#### Entries:
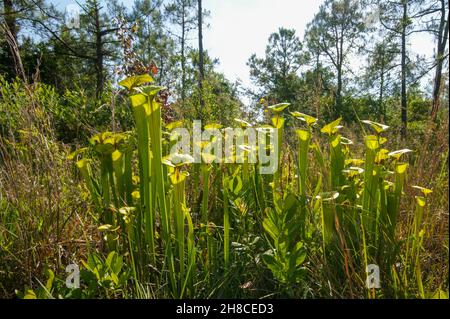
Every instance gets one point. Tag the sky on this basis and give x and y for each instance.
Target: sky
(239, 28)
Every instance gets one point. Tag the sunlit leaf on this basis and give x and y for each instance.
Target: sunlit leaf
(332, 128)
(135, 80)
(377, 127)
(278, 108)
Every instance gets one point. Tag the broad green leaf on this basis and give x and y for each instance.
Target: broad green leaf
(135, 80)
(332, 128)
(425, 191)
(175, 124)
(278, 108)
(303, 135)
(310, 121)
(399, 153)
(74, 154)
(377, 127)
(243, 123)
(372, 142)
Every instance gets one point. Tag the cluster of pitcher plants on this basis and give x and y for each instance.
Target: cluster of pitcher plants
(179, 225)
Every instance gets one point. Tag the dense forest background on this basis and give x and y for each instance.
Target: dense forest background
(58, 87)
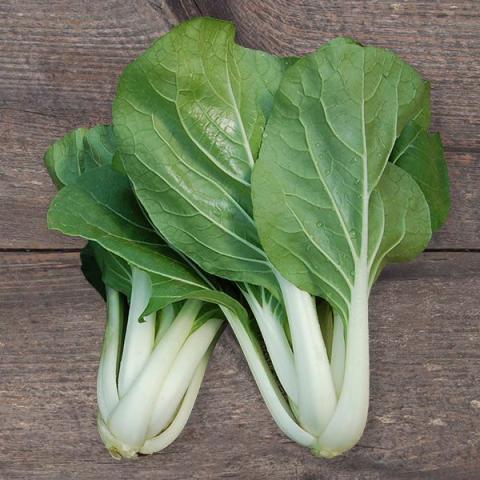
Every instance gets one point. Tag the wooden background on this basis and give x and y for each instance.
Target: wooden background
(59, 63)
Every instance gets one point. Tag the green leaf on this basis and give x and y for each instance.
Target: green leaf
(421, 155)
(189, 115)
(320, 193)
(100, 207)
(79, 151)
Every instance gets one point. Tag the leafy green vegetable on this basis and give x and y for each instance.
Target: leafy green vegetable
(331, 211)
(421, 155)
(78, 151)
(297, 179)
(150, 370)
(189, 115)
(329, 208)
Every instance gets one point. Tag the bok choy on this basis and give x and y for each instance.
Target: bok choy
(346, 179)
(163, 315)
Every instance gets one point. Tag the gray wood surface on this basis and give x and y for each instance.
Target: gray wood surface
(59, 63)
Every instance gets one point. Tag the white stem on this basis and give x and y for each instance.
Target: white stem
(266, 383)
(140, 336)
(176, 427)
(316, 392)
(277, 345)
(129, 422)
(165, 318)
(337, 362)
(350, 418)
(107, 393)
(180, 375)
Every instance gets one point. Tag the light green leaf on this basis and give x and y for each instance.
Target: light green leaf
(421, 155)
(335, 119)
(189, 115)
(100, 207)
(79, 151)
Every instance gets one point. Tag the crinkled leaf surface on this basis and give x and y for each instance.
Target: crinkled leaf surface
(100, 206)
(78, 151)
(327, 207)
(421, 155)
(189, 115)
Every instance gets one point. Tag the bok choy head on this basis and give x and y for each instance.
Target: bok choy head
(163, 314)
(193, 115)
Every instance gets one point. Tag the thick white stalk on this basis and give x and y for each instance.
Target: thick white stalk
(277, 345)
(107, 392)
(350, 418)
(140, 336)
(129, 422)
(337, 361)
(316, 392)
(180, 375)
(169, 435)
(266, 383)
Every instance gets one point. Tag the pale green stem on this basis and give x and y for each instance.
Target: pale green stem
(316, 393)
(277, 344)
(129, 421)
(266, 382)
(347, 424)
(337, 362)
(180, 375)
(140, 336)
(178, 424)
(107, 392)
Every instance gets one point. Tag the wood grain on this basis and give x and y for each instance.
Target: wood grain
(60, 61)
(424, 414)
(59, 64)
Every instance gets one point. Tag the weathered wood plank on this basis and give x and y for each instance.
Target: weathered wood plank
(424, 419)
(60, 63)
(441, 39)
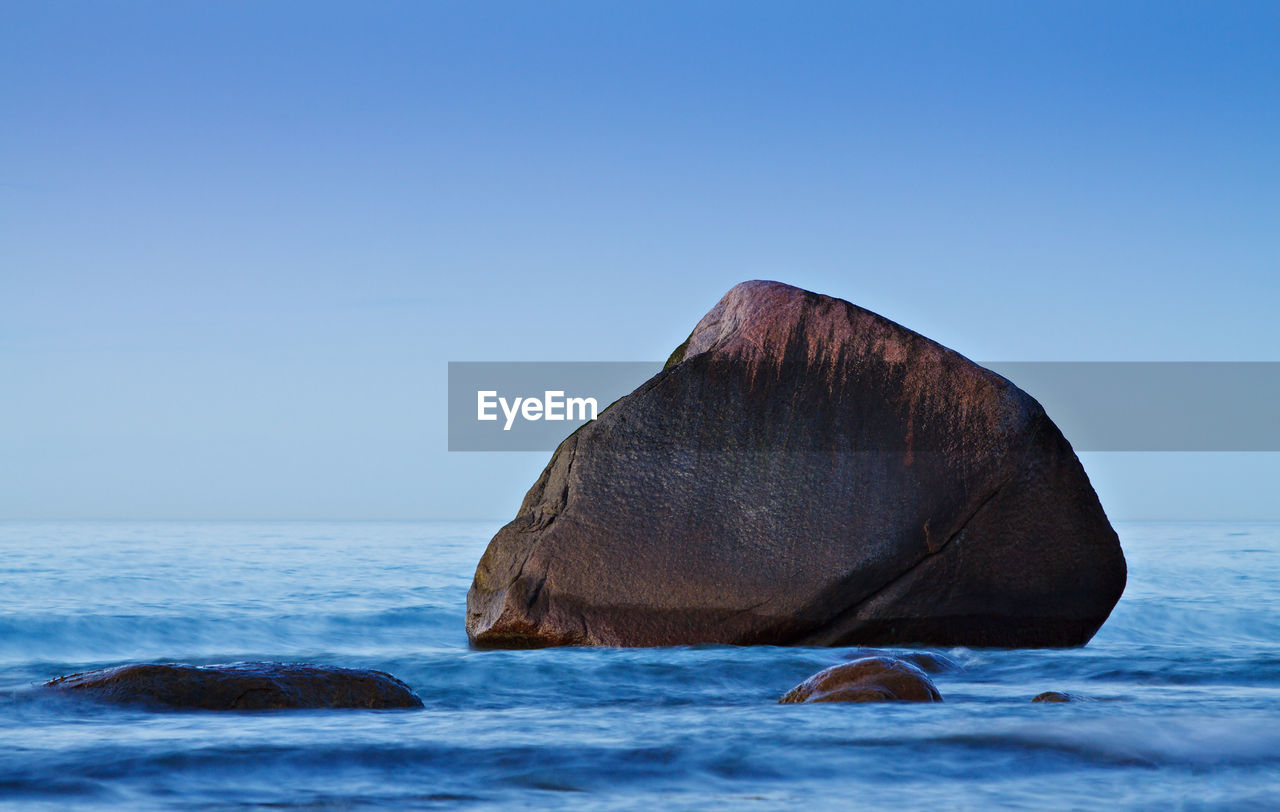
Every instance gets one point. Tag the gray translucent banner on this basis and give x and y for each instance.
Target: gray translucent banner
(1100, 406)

#### Stated exercise:
Reproduce all of the entries above verbatim, leaving out the pictures.

#### Solution to this task:
Every instance gets one point. Tag the sky on this basis and give x and y for each instance.
Target: sky
(239, 28)
Every instance gets one point. Tag the sunlit leaf on this basis and give x and y for each instance.
Target: sunlit leaf
(332, 128)
(135, 80)
(377, 127)
(278, 108)
Every instance gets one point. Tag the broad green leaf on this basis and give x and y for each instance.
Target: broad green leaf
(135, 80)
(332, 128)
(425, 191)
(175, 124)
(278, 108)
(303, 135)
(310, 121)
(399, 153)
(74, 154)
(377, 127)
(243, 123)
(372, 142)
Every instance gets one point. Tag the cluster of pitcher plants on this basis and give x and y for each instance.
Target: cluster of pitcher plants
(179, 225)
Every instance gets one point. Tag the dense forest background on this basis and give x and y for each instance.
Target: dense forest background
(58, 87)
Every instance gets one point. Tag the wooden background on this basis and give x and y for each instance.
Target: wooden background
(59, 63)
Every instance gets one point. Tag the green leaf on this basis and give x and y for each instance.
Target: green leaf
(421, 155)
(189, 115)
(320, 193)
(100, 207)
(79, 151)
Every instance gets one point. Tag the leafy green vegetable on this basis and give x and y for each instance.
Target: leafy green vegetable
(331, 211)
(421, 155)
(78, 151)
(297, 179)
(150, 370)
(189, 115)
(329, 208)
Every instance gets one point. Tag the bok choy on this basis and give x and y for each instance.
Target: bok choy
(346, 179)
(163, 315)
Every instance gets one point. Tag the gray wood surface on this basis and give x and y for each instance.
Target: gray wood surface
(59, 63)
Every instance gets one point. Tag the white stem on this basis and give x and y for each instance.
Target: white stem
(266, 383)
(140, 336)
(176, 427)
(316, 392)
(277, 345)
(129, 422)
(165, 318)
(337, 362)
(350, 418)
(107, 393)
(180, 375)
Every instance gets one point. Tag the light green leaf on this basis and give x and y for each instance.
Target: light green leaf
(421, 155)
(335, 119)
(189, 115)
(100, 207)
(79, 151)
Every instance gets one point. Tag the crinkled leaf surface on this basis and give x and y for each instance.
Target: crinkled leaf surface
(100, 206)
(78, 151)
(327, 207)
(421, 155)
(189, 115)
Every instance gets one point. Tag the bok choy head on this basis and give x and y for each instance.
Target: bok choy head
(163, 314)
(193, 115)
Every instance gets one point. Tag the thick white stalk on this basis and give x and y for each instance.
Target: thick white stalk
(277, 345)
(107, 392)
(350, 418)
(140, 336)
(129, 422)
(337, 361)
(316, 392)
(180, 375)
(169, 435)
(266, 383)
Every instance gets one point. Tag the pale green stem on this basis and give x and y for each instance.
Target: pale green stem
(316, 393)
(277, 344)
(129, 421)
(266, 382)
(347, 424)
(337, 362)
(180, 375)
(140, 336)
(178, 424)
(107, 392)
Every instance gets one point. Tag the wood grain on this basis and give x and y for each instance.
Target: wood grain
(60, 61)
(424, 414)
(59, 64)
Every instance gets one point. Tag the weathered wood plank on this basis and give x and y for each instance.
Target: weathered wood plank
(424, 419)
(60, 63)
(441, 39)
Every instance gets one point. Tag the gray translucent banner on this basis and give x and y for each instance.
Target: gray translucent banner
(1100, 406)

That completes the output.